Return the listing below in full, with every line exactly as it is.

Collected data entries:
──────────

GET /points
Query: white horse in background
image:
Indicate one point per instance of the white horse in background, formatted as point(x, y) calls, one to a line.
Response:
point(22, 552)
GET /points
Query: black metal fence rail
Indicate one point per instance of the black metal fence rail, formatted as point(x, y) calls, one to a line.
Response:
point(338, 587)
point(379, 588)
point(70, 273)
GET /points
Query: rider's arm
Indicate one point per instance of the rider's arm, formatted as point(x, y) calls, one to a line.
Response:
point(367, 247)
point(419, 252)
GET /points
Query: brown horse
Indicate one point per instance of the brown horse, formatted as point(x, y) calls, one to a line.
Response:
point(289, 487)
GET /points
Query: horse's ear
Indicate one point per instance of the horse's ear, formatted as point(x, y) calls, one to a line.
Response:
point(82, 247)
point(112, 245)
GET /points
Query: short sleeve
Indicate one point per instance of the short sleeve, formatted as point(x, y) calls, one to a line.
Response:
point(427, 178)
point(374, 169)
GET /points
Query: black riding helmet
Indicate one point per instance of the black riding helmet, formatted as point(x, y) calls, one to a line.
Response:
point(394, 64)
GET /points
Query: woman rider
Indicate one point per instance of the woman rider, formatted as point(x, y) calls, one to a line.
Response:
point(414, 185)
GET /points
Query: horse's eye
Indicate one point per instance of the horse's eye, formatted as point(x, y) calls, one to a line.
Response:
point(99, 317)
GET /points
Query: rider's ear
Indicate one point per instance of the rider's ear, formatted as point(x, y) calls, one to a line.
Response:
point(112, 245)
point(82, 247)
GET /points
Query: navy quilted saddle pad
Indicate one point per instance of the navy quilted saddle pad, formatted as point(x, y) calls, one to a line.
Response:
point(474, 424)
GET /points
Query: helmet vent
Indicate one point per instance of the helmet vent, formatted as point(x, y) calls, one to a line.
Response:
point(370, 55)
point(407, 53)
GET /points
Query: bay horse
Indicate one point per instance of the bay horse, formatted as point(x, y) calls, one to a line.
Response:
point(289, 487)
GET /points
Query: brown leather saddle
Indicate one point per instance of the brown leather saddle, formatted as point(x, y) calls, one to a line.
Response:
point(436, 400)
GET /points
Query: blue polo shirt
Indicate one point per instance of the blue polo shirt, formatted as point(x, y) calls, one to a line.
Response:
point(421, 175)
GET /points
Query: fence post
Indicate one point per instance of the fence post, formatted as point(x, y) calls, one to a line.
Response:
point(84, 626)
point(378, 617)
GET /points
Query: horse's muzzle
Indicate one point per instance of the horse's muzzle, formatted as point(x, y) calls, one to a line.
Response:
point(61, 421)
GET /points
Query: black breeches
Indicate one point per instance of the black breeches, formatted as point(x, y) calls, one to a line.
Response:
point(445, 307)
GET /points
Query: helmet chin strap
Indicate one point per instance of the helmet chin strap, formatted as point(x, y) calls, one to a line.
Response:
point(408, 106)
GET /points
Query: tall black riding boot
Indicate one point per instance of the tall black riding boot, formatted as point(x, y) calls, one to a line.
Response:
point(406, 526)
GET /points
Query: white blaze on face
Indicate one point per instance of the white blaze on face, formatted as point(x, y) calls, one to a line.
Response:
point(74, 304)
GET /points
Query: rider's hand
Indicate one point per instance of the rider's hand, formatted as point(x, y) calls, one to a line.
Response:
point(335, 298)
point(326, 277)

──────────

• [Task answer]
GET /points
Query: white horse in background
image:
Indicate one point per instance of the white horse in background, formatted as point(x, y) calls, one to a line.
Response:
point(22, 552)
GET /points
Query: black metal fence rail
Indicate one point per instance of the black metal fence rail, formatted as point(x, y) calls, one to a line.
Response:
point(338, 587)
point(379, 588)
point(70, 273)
GET /points
Query: rider's arm
Indicate one point per instance of the rider's arm, formatted as point(x, y) calls, one to a line.
Response:
point(367, 247)
point(419, 252)
GET /points
Query: brown horse
Indicate one point per instance of the brown horse, formatted as point(x, y) calls, one to a line.
Response:
point(289, 487)
GET /points
Query: horse's ear
Indicate one point per instance of the horse's ear, formatted as point(x, y) calls, one to a line.
Response:
point(82, 247)
point(112, 245)
GET /points
Query: short sleeve
Indicate one point per instance of the short sleeve, formatted as point(x, y) calls, one to a line.
Response:
point(427, 178)
point(374, 169)
GET /points
Query: black riding helmet
Indicate one point per instance of the black riding helmet, formatted as point(x, y) calls, one to a line.
Response:
point(394, 64)
GET /points
Query: woman rider
Indicate one point per instance of the woman rider, formatted as point(x, y) calls, one to a line.
Response:
point(414, 185)
GET /points
Query: horse's eye
Indicate one point per instance of the horse's eye, formatted as point(x, y) calls, one to a line.
Response:
point(99, 317)
GET /points
Query: rider's ear
Indicate one point per instance of the rider's ear, formatted as point(x, y) calls, one to a line.
Response:
point(112, 245)
point(82, 247)
GET /points
Query: navy quilted saddle pad
Indicate one point per instance of the navy quilted saddle pad, formatted as point(x, y) calls, one to a line.
Response:
point(474, 424)
GET /points
Query: helmet vent
Indicate one point per instance of the helmet vent, formatted as point(x, y) calls, one to a line.
Response:
point(370, 55)
point(407, 53)
GET /points
Query: bay horse
Indicate one point per instance of the bay horse, formatted as point(x, y) calls, one to a line.
Response:
point(289, 487)
GET /points
Query: brown leather saddle
Indicate one point per instance of the brown leather saddle, formatted as point(x, y) calls, one to a line.
Response:
point(436, 400)
GET /points
Query: blue polo shirt
Indicate one point per instance of the blue polo shirt, formatted as point(x, y) calls, one to a line.
Response:
point(421, 175)
GET /points
Query: fence post
Indicate one point per instance of the fence post, formatted as point(x, y) calls, one to a line.
Response:
point(84, 626)
point(378, 617)
GET /points
Query: horse's muzzle
Indicate one point per instance of the horse's muzzle, formatted as point(x, y) calls, one to a line.
Response:
point(61, 421)
GET /points
Query: black breeches
Indicate one point per instance of the black breeches, formatted as point(x, y) calls, one to a line.
Response:
point(445, 307)
GET /points
Query: helmet chin strap
Indicate one point per instance of the helmet chin strap, formatted as point(x, y) calls, one to a line.
Response:
point(408, 106)
GET /points
Query: tall black riding boot
Indicate one point per instance of the tall black riding boot, formatted as point(x, y) calls, one to a line.
Response:
point(406, 526)
GET /points
Query: white blaze on face
Indicate one point per instance of the white blaze on face, formatted as point(x, y) calls, one to a line.
Response:
point(74, 304)
GET /points
Query: rider's hand
Indicate one point per instance of the rider's hand, formatted as point(x, y) calls, one to a line.
Response:
point(335, 298)
point(326, 277)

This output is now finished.